== YOUR OBJECTIVE ==
Scan the entries and copy each line where the word "below" is present.

Segment Start: EXERCISE MATERIALS

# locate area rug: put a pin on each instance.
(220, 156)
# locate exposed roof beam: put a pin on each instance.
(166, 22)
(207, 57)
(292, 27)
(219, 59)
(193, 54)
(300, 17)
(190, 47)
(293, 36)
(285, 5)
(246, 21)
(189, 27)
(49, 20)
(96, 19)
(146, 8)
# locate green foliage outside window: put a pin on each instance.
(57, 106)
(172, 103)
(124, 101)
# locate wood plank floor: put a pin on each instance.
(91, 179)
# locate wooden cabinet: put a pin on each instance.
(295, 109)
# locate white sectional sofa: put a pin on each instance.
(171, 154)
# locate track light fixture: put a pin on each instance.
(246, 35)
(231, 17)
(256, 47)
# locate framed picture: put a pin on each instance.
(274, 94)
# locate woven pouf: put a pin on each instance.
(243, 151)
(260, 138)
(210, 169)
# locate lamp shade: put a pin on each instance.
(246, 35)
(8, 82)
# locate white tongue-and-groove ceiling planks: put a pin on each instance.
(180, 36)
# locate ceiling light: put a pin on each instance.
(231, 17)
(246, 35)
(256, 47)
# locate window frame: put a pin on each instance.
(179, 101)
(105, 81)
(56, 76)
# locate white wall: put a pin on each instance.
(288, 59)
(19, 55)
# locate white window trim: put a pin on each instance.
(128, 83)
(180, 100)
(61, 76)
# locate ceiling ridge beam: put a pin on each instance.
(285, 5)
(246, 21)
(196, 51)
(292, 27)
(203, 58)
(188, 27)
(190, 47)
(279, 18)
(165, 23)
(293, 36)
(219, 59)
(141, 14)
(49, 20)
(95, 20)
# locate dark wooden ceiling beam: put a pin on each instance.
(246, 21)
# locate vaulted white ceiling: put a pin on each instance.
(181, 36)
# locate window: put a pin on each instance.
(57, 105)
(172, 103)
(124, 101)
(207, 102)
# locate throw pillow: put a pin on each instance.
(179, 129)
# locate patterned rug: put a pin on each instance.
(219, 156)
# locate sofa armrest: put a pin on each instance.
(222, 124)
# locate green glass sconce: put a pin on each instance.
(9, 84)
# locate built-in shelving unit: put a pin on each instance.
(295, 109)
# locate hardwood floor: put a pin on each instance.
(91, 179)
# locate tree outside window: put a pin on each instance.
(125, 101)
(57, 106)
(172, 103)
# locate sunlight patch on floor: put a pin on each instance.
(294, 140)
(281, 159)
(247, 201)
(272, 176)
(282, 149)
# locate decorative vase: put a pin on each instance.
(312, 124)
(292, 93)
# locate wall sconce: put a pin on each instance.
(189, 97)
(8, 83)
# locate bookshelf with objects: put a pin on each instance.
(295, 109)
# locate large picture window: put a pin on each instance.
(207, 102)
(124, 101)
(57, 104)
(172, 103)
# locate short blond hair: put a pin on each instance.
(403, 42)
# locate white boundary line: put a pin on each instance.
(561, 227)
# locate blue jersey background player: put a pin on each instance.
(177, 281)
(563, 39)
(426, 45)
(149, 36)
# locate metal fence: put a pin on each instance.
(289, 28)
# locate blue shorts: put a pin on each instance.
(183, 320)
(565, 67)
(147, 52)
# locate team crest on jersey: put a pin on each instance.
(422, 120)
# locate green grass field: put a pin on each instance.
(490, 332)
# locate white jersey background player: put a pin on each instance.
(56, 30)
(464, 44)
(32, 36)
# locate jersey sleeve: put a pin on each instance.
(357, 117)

Segment End: EXERCISE MATERIALS
Segment Start: EXERCISE MATERIALS

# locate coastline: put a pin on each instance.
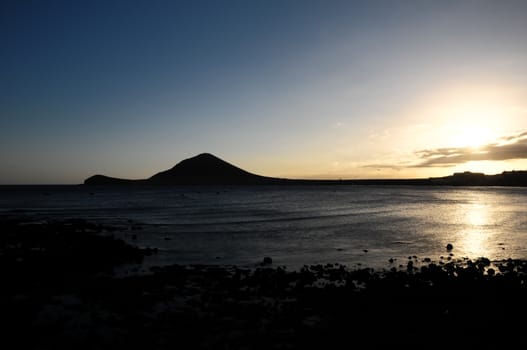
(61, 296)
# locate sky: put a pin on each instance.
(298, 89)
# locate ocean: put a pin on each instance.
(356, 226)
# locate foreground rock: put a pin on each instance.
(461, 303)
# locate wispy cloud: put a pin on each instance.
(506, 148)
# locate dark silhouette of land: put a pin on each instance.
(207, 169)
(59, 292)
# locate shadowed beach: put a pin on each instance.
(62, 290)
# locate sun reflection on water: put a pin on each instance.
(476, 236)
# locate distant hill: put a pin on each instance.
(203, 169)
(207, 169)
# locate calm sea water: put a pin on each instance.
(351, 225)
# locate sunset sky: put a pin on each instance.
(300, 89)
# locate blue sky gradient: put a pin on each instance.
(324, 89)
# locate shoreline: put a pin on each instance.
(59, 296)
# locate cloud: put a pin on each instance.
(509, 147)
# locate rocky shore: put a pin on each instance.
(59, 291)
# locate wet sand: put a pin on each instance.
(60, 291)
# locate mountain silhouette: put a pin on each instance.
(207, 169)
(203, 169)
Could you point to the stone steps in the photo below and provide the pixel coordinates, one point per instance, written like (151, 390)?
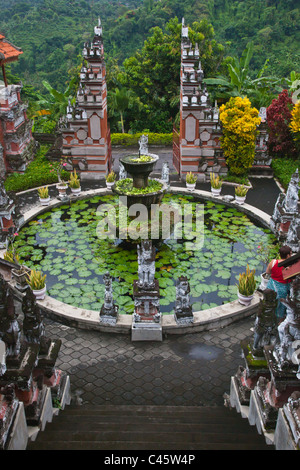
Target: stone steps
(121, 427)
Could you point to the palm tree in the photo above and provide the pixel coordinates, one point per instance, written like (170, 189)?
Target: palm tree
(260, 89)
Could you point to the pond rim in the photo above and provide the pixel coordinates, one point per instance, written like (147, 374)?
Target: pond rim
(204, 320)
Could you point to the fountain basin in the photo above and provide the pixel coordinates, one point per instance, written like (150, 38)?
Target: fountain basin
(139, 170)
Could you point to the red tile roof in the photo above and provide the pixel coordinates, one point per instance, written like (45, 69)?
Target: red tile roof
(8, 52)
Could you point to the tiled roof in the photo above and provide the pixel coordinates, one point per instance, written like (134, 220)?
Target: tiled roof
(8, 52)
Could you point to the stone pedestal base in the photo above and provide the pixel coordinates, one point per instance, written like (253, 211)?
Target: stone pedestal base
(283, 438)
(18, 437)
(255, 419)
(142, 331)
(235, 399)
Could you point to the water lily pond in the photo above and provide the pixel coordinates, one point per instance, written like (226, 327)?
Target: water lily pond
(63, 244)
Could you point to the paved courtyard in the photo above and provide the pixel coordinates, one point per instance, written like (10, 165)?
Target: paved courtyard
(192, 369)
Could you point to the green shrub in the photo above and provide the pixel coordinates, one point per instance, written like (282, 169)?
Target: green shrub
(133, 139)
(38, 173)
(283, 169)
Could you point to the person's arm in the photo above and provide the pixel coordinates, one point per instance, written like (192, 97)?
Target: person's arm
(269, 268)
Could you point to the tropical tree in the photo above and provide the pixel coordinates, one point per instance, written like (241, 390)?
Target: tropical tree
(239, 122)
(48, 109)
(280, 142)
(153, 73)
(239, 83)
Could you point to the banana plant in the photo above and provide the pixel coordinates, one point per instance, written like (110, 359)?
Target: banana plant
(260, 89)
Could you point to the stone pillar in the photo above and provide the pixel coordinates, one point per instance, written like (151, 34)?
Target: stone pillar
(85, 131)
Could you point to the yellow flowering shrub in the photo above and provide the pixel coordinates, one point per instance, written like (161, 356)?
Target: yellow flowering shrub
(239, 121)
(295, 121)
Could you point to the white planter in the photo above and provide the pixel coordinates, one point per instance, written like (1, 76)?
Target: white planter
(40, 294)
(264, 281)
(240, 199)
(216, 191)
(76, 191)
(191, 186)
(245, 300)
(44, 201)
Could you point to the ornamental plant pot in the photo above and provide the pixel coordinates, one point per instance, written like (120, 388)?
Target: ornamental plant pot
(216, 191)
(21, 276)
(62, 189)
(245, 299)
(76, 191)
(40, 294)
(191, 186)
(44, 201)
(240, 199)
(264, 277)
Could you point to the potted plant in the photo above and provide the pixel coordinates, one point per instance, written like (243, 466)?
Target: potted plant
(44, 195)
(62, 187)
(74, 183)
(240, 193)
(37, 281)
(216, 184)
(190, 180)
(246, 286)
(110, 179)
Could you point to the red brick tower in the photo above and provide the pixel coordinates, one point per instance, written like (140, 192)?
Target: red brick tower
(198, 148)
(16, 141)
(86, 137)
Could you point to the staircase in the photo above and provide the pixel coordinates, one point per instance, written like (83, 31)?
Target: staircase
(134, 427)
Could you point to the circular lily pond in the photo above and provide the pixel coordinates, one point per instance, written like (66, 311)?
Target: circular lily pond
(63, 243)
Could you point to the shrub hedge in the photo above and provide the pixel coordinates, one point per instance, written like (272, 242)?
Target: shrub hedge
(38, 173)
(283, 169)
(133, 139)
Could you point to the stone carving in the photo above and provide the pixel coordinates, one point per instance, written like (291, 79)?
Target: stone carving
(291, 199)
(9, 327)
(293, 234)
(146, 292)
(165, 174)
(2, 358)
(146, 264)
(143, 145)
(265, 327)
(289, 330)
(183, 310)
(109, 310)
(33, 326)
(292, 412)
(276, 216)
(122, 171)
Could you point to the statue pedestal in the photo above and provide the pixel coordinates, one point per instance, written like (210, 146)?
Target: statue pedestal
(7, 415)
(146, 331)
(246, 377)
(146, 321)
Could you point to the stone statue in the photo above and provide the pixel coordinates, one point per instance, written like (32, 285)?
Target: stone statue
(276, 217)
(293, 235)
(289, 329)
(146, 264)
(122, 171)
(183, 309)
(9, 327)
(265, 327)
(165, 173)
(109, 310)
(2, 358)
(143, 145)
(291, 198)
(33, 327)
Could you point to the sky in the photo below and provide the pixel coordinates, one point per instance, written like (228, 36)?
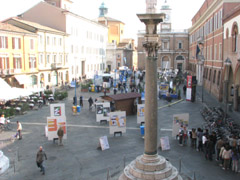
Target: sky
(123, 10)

Segment End: EXERCISE MATERIALS
Segment Start: EXERCISE MATERIALS

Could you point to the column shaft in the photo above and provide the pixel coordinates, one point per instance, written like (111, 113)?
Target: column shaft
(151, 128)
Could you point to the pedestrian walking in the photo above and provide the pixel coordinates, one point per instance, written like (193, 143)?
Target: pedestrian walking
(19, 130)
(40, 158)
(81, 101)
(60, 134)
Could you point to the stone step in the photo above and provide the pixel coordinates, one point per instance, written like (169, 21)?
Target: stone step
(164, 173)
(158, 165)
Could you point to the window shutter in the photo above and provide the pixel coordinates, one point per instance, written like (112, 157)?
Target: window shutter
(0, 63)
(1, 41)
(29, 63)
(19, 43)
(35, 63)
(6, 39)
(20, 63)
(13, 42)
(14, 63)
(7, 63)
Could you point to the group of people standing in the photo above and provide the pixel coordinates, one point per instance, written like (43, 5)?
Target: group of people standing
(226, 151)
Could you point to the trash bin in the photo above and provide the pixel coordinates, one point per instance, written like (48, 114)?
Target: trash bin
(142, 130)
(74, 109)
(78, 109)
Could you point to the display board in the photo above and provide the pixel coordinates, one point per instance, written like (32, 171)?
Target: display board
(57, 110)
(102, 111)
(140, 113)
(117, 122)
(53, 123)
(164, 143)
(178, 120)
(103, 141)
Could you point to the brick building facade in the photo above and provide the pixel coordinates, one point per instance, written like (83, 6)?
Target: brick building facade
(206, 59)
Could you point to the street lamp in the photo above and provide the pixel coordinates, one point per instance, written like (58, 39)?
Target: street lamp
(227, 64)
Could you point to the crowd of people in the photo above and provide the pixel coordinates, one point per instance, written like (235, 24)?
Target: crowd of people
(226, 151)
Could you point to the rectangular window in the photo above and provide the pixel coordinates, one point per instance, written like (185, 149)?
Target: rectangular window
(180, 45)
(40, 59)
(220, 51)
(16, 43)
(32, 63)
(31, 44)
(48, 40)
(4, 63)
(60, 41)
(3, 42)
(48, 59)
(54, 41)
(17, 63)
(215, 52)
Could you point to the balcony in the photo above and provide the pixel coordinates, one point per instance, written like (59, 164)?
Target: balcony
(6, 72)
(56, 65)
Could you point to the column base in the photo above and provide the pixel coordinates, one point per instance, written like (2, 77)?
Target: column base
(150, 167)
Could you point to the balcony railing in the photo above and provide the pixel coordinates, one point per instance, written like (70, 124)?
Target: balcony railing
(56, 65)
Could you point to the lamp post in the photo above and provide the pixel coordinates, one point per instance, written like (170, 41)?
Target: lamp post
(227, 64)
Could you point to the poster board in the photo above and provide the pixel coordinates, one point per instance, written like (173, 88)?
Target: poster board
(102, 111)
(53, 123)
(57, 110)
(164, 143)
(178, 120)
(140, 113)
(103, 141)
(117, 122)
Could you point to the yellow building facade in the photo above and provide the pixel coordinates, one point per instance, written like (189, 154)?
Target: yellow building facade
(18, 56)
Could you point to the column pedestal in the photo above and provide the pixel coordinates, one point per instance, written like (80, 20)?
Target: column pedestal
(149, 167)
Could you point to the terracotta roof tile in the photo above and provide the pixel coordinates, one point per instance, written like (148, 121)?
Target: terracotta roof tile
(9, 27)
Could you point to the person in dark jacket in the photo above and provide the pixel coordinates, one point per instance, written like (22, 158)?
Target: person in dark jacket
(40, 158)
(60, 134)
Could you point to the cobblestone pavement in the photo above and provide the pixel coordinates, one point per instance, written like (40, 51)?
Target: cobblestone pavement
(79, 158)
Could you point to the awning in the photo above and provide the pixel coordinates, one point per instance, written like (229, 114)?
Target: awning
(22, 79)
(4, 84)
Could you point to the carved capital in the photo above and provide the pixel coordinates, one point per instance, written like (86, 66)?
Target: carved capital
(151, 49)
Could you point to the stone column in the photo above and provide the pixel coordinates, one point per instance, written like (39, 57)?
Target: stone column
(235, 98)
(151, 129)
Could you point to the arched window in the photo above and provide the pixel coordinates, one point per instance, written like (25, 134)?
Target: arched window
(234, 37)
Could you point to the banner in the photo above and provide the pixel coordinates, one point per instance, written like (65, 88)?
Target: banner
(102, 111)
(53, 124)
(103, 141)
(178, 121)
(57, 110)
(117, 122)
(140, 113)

Segment End: EXERCISE MATERIALS

== SOLVED PROBLEM ==
Could you point to the stone steps in the photo below and provide the pixel coordinates, one point per instance, written like (151, 390)?
Could you point to the sky in the photo below and provide the pixel coordinates, one point per instance, written like (228, 36)?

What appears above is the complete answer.